◆ **TASK LIST**
(a) Print the part of the dictionary search excerpt starting with "Long story but" and going on through "to that location.".
(b) According to the dictionary search excerpt, what did Wordindex hold?

Long story but the age of the code explains what John was doing to speed up searching. So the dictionary needs to be sorted to work and Wordindex held the position of where each alphabet letter starts and finishes so the Regex search can jump straight to that location.


err = new RegExException

redim whereToPut(-1)                      // reset results array
Found = false                                  
rg = New RegEx                               // setup for search via RegEx

// make sure there is something in whatToFind
if whatToFind = "" then
  whatToFind = ".*"
  'Raise err
end if

rg.SearchPattern = "[^\pL0-9{}.,*]" // Extended search characters

// Verify for proper search syntax
if rg.Search(whatToFind) <> nil then
  raise err
end if

//As per the screenshot I want to be able to search the dictionary
//for 4 letter words eg .... or words ending in LY eg .*LY

//Is this the correct Search Pattern, what does \b do?
var ss as string = "^"+whatToFind+"\b"

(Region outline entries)
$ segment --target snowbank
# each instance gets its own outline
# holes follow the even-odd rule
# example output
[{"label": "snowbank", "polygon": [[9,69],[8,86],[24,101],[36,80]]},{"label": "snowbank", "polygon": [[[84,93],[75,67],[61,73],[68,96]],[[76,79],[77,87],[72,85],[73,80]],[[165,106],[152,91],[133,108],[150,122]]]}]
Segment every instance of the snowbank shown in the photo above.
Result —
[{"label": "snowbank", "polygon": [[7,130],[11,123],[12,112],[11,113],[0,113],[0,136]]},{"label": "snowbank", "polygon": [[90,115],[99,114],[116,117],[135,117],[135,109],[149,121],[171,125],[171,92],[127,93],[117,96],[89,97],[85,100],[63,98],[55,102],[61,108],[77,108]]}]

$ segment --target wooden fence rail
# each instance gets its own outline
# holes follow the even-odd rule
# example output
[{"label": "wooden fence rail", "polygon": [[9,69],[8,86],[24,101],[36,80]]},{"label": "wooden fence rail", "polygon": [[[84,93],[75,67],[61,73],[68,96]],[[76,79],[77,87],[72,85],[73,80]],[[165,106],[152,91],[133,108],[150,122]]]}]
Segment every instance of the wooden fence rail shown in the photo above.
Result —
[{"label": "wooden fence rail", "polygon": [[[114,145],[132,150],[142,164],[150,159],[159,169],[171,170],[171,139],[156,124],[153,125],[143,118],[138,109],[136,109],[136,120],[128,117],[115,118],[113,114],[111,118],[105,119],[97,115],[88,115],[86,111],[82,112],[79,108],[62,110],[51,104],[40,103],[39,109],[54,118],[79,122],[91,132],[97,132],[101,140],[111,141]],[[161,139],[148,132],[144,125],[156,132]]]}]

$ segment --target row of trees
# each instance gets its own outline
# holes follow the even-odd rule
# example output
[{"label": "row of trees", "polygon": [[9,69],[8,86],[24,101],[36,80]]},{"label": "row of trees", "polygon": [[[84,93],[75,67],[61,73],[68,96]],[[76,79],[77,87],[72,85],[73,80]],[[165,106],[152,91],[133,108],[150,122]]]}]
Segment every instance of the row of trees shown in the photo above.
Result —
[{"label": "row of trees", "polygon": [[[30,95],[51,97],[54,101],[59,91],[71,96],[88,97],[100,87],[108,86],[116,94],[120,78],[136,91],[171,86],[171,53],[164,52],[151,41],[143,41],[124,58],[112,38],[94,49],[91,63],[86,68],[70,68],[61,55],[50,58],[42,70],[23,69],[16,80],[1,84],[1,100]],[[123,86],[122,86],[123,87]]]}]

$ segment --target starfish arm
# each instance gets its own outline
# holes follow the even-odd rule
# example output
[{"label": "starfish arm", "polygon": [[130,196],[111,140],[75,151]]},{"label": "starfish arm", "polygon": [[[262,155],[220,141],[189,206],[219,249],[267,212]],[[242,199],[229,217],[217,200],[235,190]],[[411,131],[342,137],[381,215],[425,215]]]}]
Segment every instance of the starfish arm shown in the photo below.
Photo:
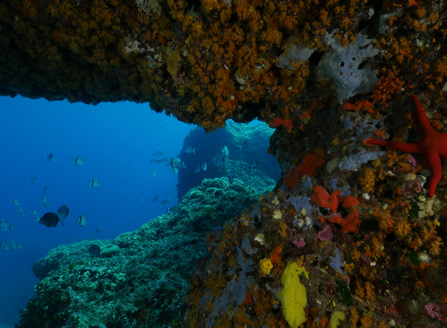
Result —
[{"label": "starfish arm", "polygon": [[371,145],[380,145],[386,146],[391,148],[394,148],[404,153],[413,153],[414,154],[420,154],[421,151],[419,144],[417,143],[413,144],[406,144],[405,142],[397,141],[383,141],[381,140],[371,140],[368,142]]},{"label": "starfish arm", "polygon": [[436,185],[441,180],[443,170],[441,166],[441,158],[436,152],[431,151],[426,153],[425,160],[431,173],[430,181],[428,183],[428,195],[430,197],[433,197]]},{"label": "starfish arm", "polygon": [[425,135],[427,133],[434,132],[434,129],[430,124],[430,121],[428,120],[425,111],[424,111],[424,108],[422,108],[422,105],[419,102],[417,97],[414,94],[411,95],[411,97],[413,98],[414,107],[416,109],[416,117],[417,118],[417,121],[419,122],[422,133]]}]

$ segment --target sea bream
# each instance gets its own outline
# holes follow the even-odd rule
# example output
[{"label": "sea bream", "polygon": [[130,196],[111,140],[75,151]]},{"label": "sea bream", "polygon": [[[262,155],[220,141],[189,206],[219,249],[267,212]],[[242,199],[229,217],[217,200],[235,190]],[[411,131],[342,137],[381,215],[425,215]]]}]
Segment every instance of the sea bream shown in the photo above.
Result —
[{"label": "sea bream", "polygon": [[176,169],[184,169],[186,167],[186,165],[180,158],[173,158],[171,160],[171,166]]},{"label": "sea bream", "polygon": [[80,215],[78,215],[78,222],[76,224],[79,224],[79,226],[84,226],[87,223],[87,221],[85,219],[85,215],[83,214],[81,214]]},{"label": "sea bream", "polygon": [[192,153],[193,154],[195,154],[195,150],[196,149],[197,149],[194,148],[194,149],[193,149],[193,148],[192,147],[187,147],[186,149],[185,149],[185,152],[189,154],[190,154],[191,153]]},{"label": "sea bream", "polygon": [[93,188],[96,188],[96,187],[101,185],[101,184],[99,183],[99,180],[97,179],[94,179],[90,183],[89,186],[91,186]]},{"label": "sea bream", "polygon": [[63,221],[62,221],[62,219],[60,218],[56,213],[53,213],[52,212],[45,213],[39,220],[39,223],[46,226],[48,228],[56,226],[59,222],[62,225],[62,226],[63,226]]},{"label": "sea bream", "polygon": [[80,156],[76,158],[76,159],[74,159],[72,158],[72,164],[74,163],[75,164],[78,166],[80,166],[81,165],[84,165],[84,158]]}]

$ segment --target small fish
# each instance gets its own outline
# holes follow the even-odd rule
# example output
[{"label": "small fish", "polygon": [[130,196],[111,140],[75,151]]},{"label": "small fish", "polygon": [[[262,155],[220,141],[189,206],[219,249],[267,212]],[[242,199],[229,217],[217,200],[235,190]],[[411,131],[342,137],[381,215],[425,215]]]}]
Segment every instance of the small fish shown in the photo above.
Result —
[{"label": "small fish", "polygon": [[220,148],[222,149],[222,155],[224,156],[228,156],[228,148],[227,148],[226,146],[224,146],[224,148]]},{"label": "small fish", "polygon": [[257,159],[250,159],[250,162],[249,163],[249,165],[251,167],[257,167]]},{"label": "small fish", "polygon": [[60,208],[57,210],[57,214],[61,220],[65,218],[69,215],[70,216],[70,218],[71,218],[72,211],[72,209],[69,210],[67,206],[66,206],[65,205],[63,205],[60,207]]},{"label": "small fish", "polygon": [[97,179],[94,179],[92,180],[92,182],[90,183],[89,185],[89,186],[91,186],[93,188],[96,188],[96,187],[101,185],[101,184],[99,183],[99,180]]},{"label": "small fish", "polygon": [[92,245],[89,247],[85,252],[94,257],[102,257],[101,254],[101,249],[97,245]]},{"label": "small fish", "polygon": [[171,160],[171,166],[174,168],[186,168],[186,165],[180,158],[173,158]]},{"label": "small fish", "polygon": [[192,153],[193,154],[195,154],[195,150],[196,149],[197,149],[194,148],[194,149],[193,149],[193,148],[192,147],[187,147],[186,149],[185,149],[185,152],[189,154],[190,154],[191,153]]},{"label": "small fish", "polygon": [[51,226],[56,226],[59,222],[62,225],[62,226],[63,226],[63,222],[59,220],[59,217],[57,216],[57,214],[52,212],[46,213],[39,220],[39,223],[46,226],[48,228]]},{"label": "small fish", "polygon": [[173,206],[170,209],[166,208],[166,213],[180,213],[181,212],[181,208],[180,206]]},{"label": "small fish", "polygon": [[216,160],[214,161],[214,165],[218,166],[224,166],[224,156],[219,155],[219,157],[216,158]]},{"label": "small fish", "polygon": [[44,155],[43,157],[46,157],[46,160],[48,161],[48,162],[50,162],[50,161],[51,161],[51,160],[54,161],[54,159],[53,159],[53,153],[50,153],[50,155],[49,155],[47,156],[46,156],[45,155]]},{"label": "small fish", "polygon": [[11,201],[10,202],[10,203],[12,203],[13,205],[14,205],[16,206],[18,206],[19,205],[20,205],[20,202],[19,201],[19,200],[17,199],[17,198],[14,198],[14,199],[11,198]]},{"label": "small fish", "polygon": [[87,223],[87,221],[85,219],[85,215],[83,214],[81,214],[80,215],[78,215],[78,222],[76,224],[79,224],[79,226],[84,226],[86,223]]},{"label": "small fish", "polygon": [[73,163],[78,166],[84,165],[84,158],[80,156],[76,158],[76,159],[72,158],[72,164],[73,164]]}]

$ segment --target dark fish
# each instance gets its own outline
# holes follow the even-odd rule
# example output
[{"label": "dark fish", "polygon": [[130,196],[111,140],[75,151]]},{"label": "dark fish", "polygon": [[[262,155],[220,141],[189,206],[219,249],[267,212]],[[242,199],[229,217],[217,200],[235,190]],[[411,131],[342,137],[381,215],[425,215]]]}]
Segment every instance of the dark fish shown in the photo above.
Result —
[{"label": "dark fish", "polygon": [[214,161],[214,165],[218,166],[224,166],[224,156],[219,155],[219,157],[216,158],[216,160]]},{"label": "dark fish", "polygon": [[166,208],[166,213],[180,213],[181,212],[181,208],[180,206],[173,206],[170,209]]},{"label": "dark fish", "polygon": [[249,164],[252,167],[257,167],[257,159],[250,159],[250,162]]},{"label": "dark fish", "polygon": [[[57,211],[58,215],[63,220],[70,215],[70,217],[72,217],[72,210],[68,210],[68,208],[65,205],[63,205]],[[37,212],[37,211],[36,211]]]},{"label": "dark fish", "polygon": [[102,257],[102,255],[101,254],[101,249],[97,245],[92,245],[89,247],[85,252],[91,256]]},{"label": "dark fish", "polygon": [[49,228],[51,226],[57,226],[58,222],[59,222],[62,225],[62,226],[63,226],[63,222],[60,221],[58,215],[52,212],[46,213],[39,220],[39,223],[46,226]]},{"label": "dark fish", "polygon": [[171,160],[171,166],[176,169],[185,168],[186,166],[180,158],[173,158]]}]

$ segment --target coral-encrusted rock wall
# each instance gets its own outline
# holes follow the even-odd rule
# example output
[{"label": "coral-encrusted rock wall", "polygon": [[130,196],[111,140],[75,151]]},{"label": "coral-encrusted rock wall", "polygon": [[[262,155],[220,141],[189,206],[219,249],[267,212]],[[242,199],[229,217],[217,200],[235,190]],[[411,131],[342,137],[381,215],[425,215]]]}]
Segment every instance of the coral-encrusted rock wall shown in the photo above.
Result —
[{"label": "coral-encrusted rock wall", "polygon": [[423,155],[367,141],[425,136],[412,94],[446,132],[446,7],[11,0],[0,5],[0,92],[149,102],[207,131],[229,118],[278,127],[276,194],[208,235],[211,260],[194,271],[186,319],[173,326],[287,327],[277,292],[291,261],[309,273],[307,327],[342,315],[342,327],[443,327],[446,170],[430,197]]}]

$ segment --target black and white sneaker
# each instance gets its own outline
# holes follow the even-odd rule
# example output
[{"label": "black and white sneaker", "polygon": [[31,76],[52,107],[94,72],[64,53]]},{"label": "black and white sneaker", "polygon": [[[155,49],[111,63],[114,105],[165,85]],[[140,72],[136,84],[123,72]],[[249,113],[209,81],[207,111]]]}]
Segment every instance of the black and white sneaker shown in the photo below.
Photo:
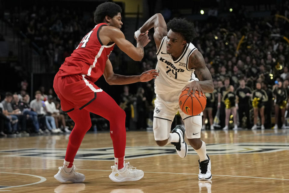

◆ **SOLUTIONS PER TASK**
(a)
Long story but the age of the code explains what John was doing to speed up searching. So the dictionary needs to be sorted to work and Wordindex held the position of where each alphabet letter starts and finishes so the Regex search can jump straight to that location.

(b) Wordindex held the position where each alphabet letter starts and finishes, so the Regex search could jump straight to that location.